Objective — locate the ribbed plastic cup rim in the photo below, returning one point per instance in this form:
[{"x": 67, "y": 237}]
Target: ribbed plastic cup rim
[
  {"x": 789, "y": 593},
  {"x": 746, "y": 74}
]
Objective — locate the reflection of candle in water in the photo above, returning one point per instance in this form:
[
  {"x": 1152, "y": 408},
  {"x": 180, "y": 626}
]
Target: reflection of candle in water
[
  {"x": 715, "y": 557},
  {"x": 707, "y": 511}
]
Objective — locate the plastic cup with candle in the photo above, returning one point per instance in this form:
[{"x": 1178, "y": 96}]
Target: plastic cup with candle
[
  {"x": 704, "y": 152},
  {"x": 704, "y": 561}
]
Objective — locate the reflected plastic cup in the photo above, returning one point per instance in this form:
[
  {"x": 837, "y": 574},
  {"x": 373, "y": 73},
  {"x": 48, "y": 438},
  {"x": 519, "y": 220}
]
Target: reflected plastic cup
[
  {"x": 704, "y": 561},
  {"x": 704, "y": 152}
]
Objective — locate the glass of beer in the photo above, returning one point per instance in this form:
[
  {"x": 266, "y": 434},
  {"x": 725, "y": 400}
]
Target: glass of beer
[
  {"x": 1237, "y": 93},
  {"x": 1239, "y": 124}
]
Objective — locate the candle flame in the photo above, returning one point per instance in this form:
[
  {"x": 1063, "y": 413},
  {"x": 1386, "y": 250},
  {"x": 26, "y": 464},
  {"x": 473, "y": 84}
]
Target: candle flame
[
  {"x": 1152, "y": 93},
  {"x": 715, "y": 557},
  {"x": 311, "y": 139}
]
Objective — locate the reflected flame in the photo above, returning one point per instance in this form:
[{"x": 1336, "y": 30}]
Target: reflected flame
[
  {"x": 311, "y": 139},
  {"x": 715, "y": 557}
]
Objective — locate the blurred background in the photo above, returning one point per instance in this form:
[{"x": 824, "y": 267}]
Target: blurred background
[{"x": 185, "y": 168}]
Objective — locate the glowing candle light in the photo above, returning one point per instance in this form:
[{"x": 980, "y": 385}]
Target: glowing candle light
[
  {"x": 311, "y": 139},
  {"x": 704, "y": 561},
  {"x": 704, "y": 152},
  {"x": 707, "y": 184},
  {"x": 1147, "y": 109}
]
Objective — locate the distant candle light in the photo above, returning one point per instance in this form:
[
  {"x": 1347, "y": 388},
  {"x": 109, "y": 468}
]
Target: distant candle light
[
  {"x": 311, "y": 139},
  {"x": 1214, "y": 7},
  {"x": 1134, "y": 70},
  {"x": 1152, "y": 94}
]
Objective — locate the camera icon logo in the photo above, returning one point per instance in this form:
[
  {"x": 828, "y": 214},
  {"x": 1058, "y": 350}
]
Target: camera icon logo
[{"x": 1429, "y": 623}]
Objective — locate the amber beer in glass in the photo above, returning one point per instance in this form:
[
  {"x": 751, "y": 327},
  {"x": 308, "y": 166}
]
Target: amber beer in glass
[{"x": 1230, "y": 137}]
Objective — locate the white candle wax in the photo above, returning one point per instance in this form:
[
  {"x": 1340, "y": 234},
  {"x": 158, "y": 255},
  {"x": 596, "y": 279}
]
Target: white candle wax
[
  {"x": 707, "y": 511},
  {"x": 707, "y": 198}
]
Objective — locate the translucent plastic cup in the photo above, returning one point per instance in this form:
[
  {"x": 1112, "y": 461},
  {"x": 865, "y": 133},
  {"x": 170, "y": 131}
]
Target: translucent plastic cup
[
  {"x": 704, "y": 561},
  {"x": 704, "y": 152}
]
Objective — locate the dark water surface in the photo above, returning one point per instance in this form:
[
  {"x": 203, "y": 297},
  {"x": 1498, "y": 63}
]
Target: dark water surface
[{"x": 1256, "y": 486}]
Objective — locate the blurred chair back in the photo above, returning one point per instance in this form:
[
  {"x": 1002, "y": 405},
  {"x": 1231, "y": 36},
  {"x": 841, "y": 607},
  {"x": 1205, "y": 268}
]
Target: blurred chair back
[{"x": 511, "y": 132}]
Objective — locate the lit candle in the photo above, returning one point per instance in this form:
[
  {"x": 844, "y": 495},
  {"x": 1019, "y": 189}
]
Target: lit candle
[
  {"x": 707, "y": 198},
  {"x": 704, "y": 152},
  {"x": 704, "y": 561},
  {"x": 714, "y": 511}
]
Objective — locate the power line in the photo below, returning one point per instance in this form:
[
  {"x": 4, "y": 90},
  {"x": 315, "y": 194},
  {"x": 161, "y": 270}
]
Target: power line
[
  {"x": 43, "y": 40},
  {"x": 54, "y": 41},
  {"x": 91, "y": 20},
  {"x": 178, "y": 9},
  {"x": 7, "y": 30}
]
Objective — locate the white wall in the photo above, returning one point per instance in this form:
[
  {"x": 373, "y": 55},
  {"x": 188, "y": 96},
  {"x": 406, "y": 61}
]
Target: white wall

..............................

Rewrite every line of the records above as a Markdown table with two columns, "Row" for the line's number in sequence and "Line" for its text, and skip any blank lines.

| Row | Line |
|---|---|
| 1 | Objective — locate the ribbed plastic cup rim in the photo below, returning one point per instance in this form: |
| 2 | [{"x": 67, "y": 237}] |
| 3 | Target: ribbed plastic cup rim |
| 4 | [ |
| 5 |   {"x": 789, "y": 593}, |
| 6 |   {"x": 746, "y": 74} |
| 7 | ] |
| 8 | Objective — locate the reflection of candle in water in the photo above, returning one point per instance in this form: |
| 9 | [ |
| 10 |   {"x": 1152, "y": 408}, |
| 11 |   {"x": 180, "y": 626} |
| 12 | ] |
| 13 | Target: reflection of candle in water |
| 14 | [ |
| 15 |   {"x": 715, "y": 557}, |
| 16 |   {"x": 707, "y": 511} |
| 17 | ] |
| 18 | Objective — locate the plastic cup with candle in the photo above, returning one point per instance in this form: |
| 19 | [{"x": 1178, "y": 96}] |
| 20 | Target: plastic cup with candle |
| 21 | [ |
| 22 |   {"x": 704, "y": 152}, |
| 23 |   {"x": 704, "y": 561} |
| 24 | ] |
| 25 | Objective — locate the reflected plastic cup in the photo above, returning one point per instance in this form: |
| 26 | [ |
| 27 |   {"x": 837, "y": 574}, |
| 28 |   {"x": 373, "y": 73}, |
| 29 |   {"x": 48, "y": 438}, |
| 30 |   {"x": 519, "y": 220} |
| 31 | ] |
| 32 | Target: reflected plastic cup |
| 33 | [ |
| 34 |   {"x": 704, "y": 561}, |
| 35 |   {"x": 704, "y": 152} |
| 36 | ] |
| 37 | Objective — locate the glass of beer in the photo above, returning one point per instance in this form: |
| 38 | [ |
| 39 |   {"x": 266, "y": 434}, |
| 40 |   {"x": 725, "y": 400} |
| 41 | ] |
| 42 | Target: glass of beer |
| 43 | [ |
| 44 |   {"x": 1237, "y": 93}, |
| 45 |   {"x": 1239, "y": 124} |
| 46 | ] |
| 47 | Objective — locate the candle flame in the photo above, returning one point per instance in this form: |
| 48 | [ |
| 49 |   {"x": 1063, "y": 413}, |
| 50 |   {"x": 1386, "y": 250}, |
| 51 |   {"x": 26, "y": 464}, |
| 52 |   {"x": 473, "y": 84} |
| 53 | ] |
| 54 | Target: candle flame |
| 55 | [ |
| 56 |   {"x": 1152, "y": 93}, |
| 57 |   {"x": 715, "y": 557}, |
| 58 |   {"x": 311, "y": 139} |
| 59 | ] |
| 60 | Objective — locate the reflected flame in the photo above, returning one point per instance in this form: |
| 61 | [{"x": 1336, "y": 30}] |
| 62 | Target: reflected flame |
| 63 | [ |
| 64 |   {"x": 311, "y": 139}, |
| 65 |   {"x": 715, "y": 557} |
| 66 | ] |
| 67 | Objective — locate the blurred background in the photo above, returning one point per instance in this form: |
| 68 | [{"x": 824, "y": 267}] |
| 69 | Target: blurred background |
| 70 | [{"x": 185, "y": 168}] |
| 71 | Objective — locate the glowing candle light in the photo above, returning one point per instance in this form: |
| 72 | [{"x": 980, "y": 385}] |
| 73 | Target: glowing candle light |
| 74 | [ |
| 75 |   {"x": 311, "y": 139}, |
| 76 |   {"x": 704, "y": 561}, |
| 77 |   {"x": 704, "y": 152}, |
| 78 |   {"x": 707, "y": 184}, |
| 79 |   {"x": 1147, "y": 109} |
| 80 | ] |
| 81 | Objective — locate the distant candle light in the photo above, returning one point per instance in this form: |
| 82 | [ |
| 83 |   {"x": 1347, "y": 388}, |
| 84 |   {"x": 109, "y": 468} |
| 85 | ] |
| 86 | Target: distant candle light |
| 87 | [ |
| 88 |   {"x": 311, "y": 139}, |
| 89 |   {"x": 1214, "y": 7}, |
| 90 |   {"x": 1134, "y": 70}, |
| 91 |   {"x": 1152, "y": 94} |
| 92 | ] |
| 93 | Objective — locate the camera icon logo in the photo above, returning one point per instance in this form: |
| 94 | [ |
| 95 |   {"x": 828, "y": 214}, |
| 96 |   {"x": 1058, "y": 350} |
| 97 | ] |
| 98 | Target: camera icon logo |
| 99 | [{"x": 1429, "y": 623}] |
| 100 | Objective — locate the amber beer in glass in the photo above, returning one point per instance in this form: |
| 101 | [ |
| 102 |   {"x": 751, "y": 327}, |
| 103 |   {"x": 308, "y": 166} |
| 104 | ] |
| 105 | Target: amber beer in glass |
| 106 | [{"x": 1230, "y": 137}] |
| 107 | Objective — locate the white candle wax in the photo above, returning one point per instance in this form: |
| 108 | [ |
| 109 |   {"x": 1340, "y": 234}, |
| 110 |   {"x": 158, "y": 255}, |
| 111 |   {"x": 596, "y": 279} |
| 112 | ] |
| 113 | Target: white candle wax |
| 114 | [ |
| 115 |   {"x": 707, "y": 511}, |
| 116 |   {"x": 707, "y": 198} |
| 117 | ] |
| 118 | Objective — locate the translucent plastic cup in the photo above, returning one point per instance in this form: |
| 119 | [ |
| 120 |   {"x": 1112, "y": 461}, |
| 121 |   {"x": 865, "y": 133}, |
| 122 |   {"x": 170, "y": 131} |
| 123 | ] |
| 124 | Target: translucent plastic cup |
| 125 | [ |
| 126 |   {"x": 704, "y": 561}, |
| 127 |   {"x": 704, "y": 152} |
| 128 | ] |
| 129 | Objective — locate the dark water surface in the photo above, returning one point per instance in this form: |
| 130 | [ |
| 131 |   {"x": 203, "y": 297}, |
| 132 |   {"x": 1498, "y": 63} |
| 133 | ] |
| 134 | Target: dark water surface |
| 135 | [{"x": 1256, "y": 486}] |
| 136 | Objective — locate the blurred chair back in the photo above, returning one point per instance in this form: |
| 137 | [ |
| 138 |   {"x": 1002, "y": 405}, |
| 139 |   {"x": 1231, "y": 36}, |
| 140 |   {"x": 841, "y": 607}, |
| 141 |   {"x": 1205, "y": 268} |
| 142 | ] |
| 143 | Target: blurred chair back |
| 144 | [{"x": 511, "y": 132}] |
| 145 | Objective — locate the lit candle in the photo above, returning one point per instance in this form: |
| 146 | [ |
| 147 |   {"x": 844, "y": 495}, |
| 148 |   {"x": 1019, "y": 189} |
| 149 | ] |
| 150 | Target: lit candle |
| 151 | [ |
| 152 |   {"x": 707, "y": 198}, |
| 153 |   {"x": 704, "y": 152}, |
| 154 |   {"x": 704, "y": 561}, |
| 155 |   {"x": 714, "y": 511} |
| 156 | ] |
| 157 | Objective — locate the power line in the photo below, returning one point per instance in this form: |
| 158 | [ |
| 159 |   {"x": 4, "y": 90}, |
| 160 |   {"x": 315, "y": 194}, |
| 161 |   {"x": 161, "y": 270} |
| 162 | ] |
| 163 | Target: power line |
| 164 | [ |
| 165 |   {"x": 43, "y": 40}, |
| 166 |   {"x": 54, "y": 41}, |
| 167 |   {"x": 91, "y": 20}, |
| 168 |   {"x": 178, "y": 9}, |
| 169 |   {"x": 7, "y": 30} |
| 170 | ] |
| 171 | Objective — locate the white wall in the photo above, returning one point per instance in this form: |
| 172 | [ |
| 173 |   {"x": 373, "y": 55}, |
| 174 |   {"x": 188, "y": 96}, |
| 175 |   {"x": 406, "y": 61} |
| 176 | ] |
| 177 | Target: white wall |